-------- Document segment

Yo Mama Jokes

Yo Mama

No offense to your mama but I’ve been reading lots of Yo Mama jokes lately and they are hilarious! Compiled and sorted them into 4 categories; Fat; Stupid; Big; Ugly.

After the jump. Enjoy. 😀

Yo Mama So Fat

Yo mama fat she jumped up in the air and got stuck

Yo mama is so fat her waist size is equator!

Yo mama so fat and stupid, her waist size is larger than her IQ!!!

Yo mama so fat even Bill Gates couldn’t pay for her liposuction!

Yo mama so fat even her clothes have stretch marks!

Yo mama so fat everytime she walks in high heels, she strikes oil!

Yo mama so fat God couldn’t light Earth till she moved!

Yo mama so fat her blood type is ragu.

Yo mama so fat her legs are like spoiled milk – white & chunky!

Yo mama so fat her neck looks like a pair of hot dogs!

Yo mama so fat her nickname is “DAMN”

Yo mama so fat I had to take a train and two buses just to get on the bitch’s good side!

Yo mama so fat it takes her two trips to haul ass.

Yo mama so fat I’ve known her all my life and I still haven’t seen ALL of her!

Yo mama so fat NASA has to orbit a satellite around her!

Yo mama so fat people jog around her for exercise.

Yo mama so fat sets off car alarms when she runs.

Yo mama so fat she accidentally got a 747 caught in her teeth.

Yo mama so fat she broke her leg, and gravy poured out!

Yo mama so fat she cant reach her back pocket.

Yo mama so fat she eats Wheat Thicks.

Yo mama so fat she fell and made the Grand Canyon!

Yo mama so fat she fell in love and broke it.

Yo mama so fat she goes to a restaurant, looks at the menu and says “okay!”

Yo mama so fat she got hit by a parked car!

Yo mama so fat she got to iron her pants on the driveway.

Yo mama so fat she got to pull down her pants to get into her pockets.

Yo mama so fat she had to go to Sea World to get baptized.

----------------
-------- Data listing

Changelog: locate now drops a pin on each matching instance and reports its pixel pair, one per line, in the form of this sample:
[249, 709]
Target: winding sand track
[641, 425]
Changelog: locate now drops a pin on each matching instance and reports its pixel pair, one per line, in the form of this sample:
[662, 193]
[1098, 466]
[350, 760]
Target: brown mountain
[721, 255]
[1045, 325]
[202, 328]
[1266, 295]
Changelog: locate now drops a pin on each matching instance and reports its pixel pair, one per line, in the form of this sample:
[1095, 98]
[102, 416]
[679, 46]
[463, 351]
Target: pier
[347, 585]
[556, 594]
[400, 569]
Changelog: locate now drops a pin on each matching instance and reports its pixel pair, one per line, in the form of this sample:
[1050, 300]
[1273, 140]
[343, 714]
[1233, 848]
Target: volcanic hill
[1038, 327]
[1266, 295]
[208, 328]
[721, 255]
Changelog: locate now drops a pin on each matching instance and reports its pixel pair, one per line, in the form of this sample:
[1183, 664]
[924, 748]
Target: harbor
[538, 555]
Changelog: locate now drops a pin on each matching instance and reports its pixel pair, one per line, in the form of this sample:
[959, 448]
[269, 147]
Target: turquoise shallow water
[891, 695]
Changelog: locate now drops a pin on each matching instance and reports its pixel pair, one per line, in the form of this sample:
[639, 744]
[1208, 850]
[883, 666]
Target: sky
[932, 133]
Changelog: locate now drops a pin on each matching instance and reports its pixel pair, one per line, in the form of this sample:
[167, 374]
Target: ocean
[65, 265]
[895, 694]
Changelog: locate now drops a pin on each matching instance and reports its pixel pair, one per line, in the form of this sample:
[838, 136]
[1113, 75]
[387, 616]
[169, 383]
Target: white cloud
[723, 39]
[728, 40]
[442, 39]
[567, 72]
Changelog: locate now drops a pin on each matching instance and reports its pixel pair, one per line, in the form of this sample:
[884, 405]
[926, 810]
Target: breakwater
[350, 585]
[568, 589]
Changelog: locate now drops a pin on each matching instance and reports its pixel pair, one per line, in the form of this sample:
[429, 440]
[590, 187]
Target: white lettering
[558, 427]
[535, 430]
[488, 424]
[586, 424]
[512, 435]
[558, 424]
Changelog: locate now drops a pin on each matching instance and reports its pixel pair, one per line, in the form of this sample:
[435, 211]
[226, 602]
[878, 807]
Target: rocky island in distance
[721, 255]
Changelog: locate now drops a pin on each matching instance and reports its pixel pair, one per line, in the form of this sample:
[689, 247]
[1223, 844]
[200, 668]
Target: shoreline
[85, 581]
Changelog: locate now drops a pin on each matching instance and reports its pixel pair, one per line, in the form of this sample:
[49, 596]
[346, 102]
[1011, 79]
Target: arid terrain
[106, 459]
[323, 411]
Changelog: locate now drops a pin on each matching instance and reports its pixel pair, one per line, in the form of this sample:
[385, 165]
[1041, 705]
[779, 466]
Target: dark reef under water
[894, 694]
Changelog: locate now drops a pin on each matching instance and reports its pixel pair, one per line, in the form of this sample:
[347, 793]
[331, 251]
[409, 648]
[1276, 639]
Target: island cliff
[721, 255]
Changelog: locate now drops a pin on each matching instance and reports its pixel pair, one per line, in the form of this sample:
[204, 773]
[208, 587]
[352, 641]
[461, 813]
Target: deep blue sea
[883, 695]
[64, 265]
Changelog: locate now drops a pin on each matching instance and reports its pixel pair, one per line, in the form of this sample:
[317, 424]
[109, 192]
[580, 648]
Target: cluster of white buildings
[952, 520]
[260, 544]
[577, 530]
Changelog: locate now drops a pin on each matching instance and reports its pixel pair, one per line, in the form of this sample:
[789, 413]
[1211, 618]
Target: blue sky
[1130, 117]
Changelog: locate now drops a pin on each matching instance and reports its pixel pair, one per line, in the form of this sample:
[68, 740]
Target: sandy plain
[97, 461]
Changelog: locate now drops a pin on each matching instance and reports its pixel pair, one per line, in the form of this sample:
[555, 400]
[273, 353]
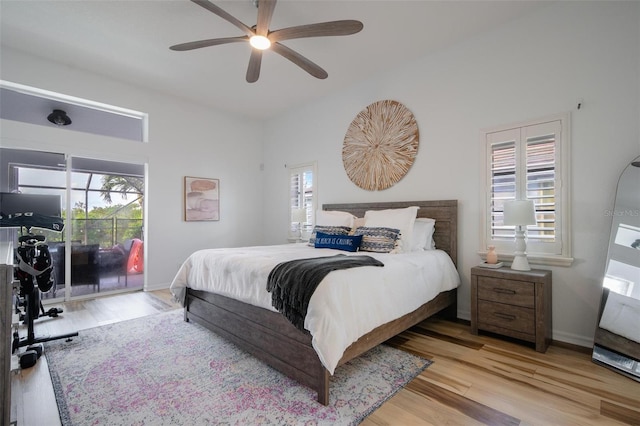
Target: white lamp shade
[299, 215]
[519, 212]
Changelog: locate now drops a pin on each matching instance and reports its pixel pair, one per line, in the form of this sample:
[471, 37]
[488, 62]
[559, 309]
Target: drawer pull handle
[503, 316]
[504, 290]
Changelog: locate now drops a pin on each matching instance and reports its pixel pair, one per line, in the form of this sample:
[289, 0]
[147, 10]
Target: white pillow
[423, 234]
[334, 218]
[402, 219]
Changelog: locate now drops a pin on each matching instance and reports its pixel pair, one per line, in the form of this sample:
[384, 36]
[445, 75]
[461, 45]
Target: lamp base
[520, 263]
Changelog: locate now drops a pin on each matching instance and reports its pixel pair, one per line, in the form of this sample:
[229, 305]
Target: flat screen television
[11, 203]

----------------

• Task description:
In the Yo Mama joke page, what reason does the line "her waist size is larger than her IQ!!!" give for that claim?

• Answer to this problem:
The line says the mama is "so fat and stupid" that her waist size is larger than her IQ.